=== INPUT ROWS ===

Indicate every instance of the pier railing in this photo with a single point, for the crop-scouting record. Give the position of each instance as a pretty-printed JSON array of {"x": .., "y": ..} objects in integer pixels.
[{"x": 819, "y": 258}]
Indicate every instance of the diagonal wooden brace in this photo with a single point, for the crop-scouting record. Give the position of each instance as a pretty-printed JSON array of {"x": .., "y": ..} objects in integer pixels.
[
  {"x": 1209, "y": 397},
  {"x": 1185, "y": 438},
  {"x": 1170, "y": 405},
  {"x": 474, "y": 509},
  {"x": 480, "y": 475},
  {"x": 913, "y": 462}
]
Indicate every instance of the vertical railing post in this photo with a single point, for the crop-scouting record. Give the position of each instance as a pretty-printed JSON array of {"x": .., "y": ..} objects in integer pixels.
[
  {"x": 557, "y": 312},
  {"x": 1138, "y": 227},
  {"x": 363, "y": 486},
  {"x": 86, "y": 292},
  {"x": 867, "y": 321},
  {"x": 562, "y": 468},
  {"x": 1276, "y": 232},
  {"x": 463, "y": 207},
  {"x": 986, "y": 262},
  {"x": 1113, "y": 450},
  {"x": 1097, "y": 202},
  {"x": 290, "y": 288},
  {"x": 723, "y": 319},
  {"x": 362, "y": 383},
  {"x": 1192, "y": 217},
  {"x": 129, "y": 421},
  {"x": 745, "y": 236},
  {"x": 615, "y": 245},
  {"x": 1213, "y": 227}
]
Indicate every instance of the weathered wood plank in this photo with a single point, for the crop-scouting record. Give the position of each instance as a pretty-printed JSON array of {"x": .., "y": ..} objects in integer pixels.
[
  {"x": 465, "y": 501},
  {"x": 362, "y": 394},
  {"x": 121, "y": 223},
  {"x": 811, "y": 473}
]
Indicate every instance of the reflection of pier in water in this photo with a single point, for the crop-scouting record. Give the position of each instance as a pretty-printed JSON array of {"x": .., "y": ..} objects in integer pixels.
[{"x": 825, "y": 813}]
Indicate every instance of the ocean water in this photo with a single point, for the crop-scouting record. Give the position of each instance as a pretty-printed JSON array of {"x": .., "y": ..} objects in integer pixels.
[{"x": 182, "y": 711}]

===

#### INSTRUCTIONS FOR THE TASK:
Reproduce the lines above verbatim, from first to last.

#### SOLUTION FOR THIS PROBLEM:
Indicate every instance of the pier railing in this photo with a single point, for the crop-scouting record. Give the position of each instance as a pretty-printed JSON array of {"x": .., "y": ..} objects in integer pixels.
[{"x": 819, "y": 258}]
Indicate every instance of the diagonal wooden brace in this photo with a single point, for the crop-scouting record. Give the position of each instance as a pretty-printed JSON array of {"x": .., "y": ..} objects in integer pixels.
[
  {"x": 1209, "y": 397},
  {"x": 1185, "y": 438},
  {"x": 1170, "y": 405},
  {"x": 474, "y": 509},
  {"x": 480, "y": 475},
  {"x": 913, "y": 462}
]
Indicate every instance of the vertical railing post in this photo with a single point, for the crop-scouting record. Give the position of each instance as a pretty-printed JSON array of {"x": .., "y": ..} objects in integer pixels.
[
  {"x": 557, "y": 312},
  {"x": 1138, "y": 227},
  {"x": 363, "y": 486},
  {"x": 86, "y": 292},
  {"x": 867, "y": 321},
  {"x": 562, "y": 468},
  {"x": 1276, "y": 232},
  {"x": 463, "y": 207},
  {"x": 986, "y": 262},
  {"x": 1113, "y": 450},
  {"x": 1097, "y": 202},
  {"x": 290, "y": 288},
  {"x": 723, "y": 319},
  {"x": 362, "y": 383},
  {"x": 1192, "y": 217},
  {"x": 129, "y": 421},
  {"x": 745, "y": 236},
  {"x": 615, "y": 245},
  {"x": 1213, "y": 227}
]
Indicate every instance of the weathered wood plank in this photo with a single point, for the crop-scouting record. Give the position of each instance as a pretty-printed JSON array of {"x": .., "y": ..} objects in integer pixels.
[
  {"x": 465, "y": 501},
  {"x": 362, "y": 394},
  {"x": 121, "y": 223},
  {"x": 811, "y": 473}
]
Indicate every instance of the reflection of pier in water in this photo with a single point, for the crop-scouting record. Give the position of each instance as a pretty-printed JSON array of {"x": .., "y": ..} objects in integer pixels.
[{"x": 825, "y": 813}]
Indicate every instance of the ocean water in this photo with a single point, for the crop-scouting record. Give the position of each instance as a pretty-printed JSON array of {"x": .., "y": ..} objects in integer pixels.
[{"x": 182, "y": 711}]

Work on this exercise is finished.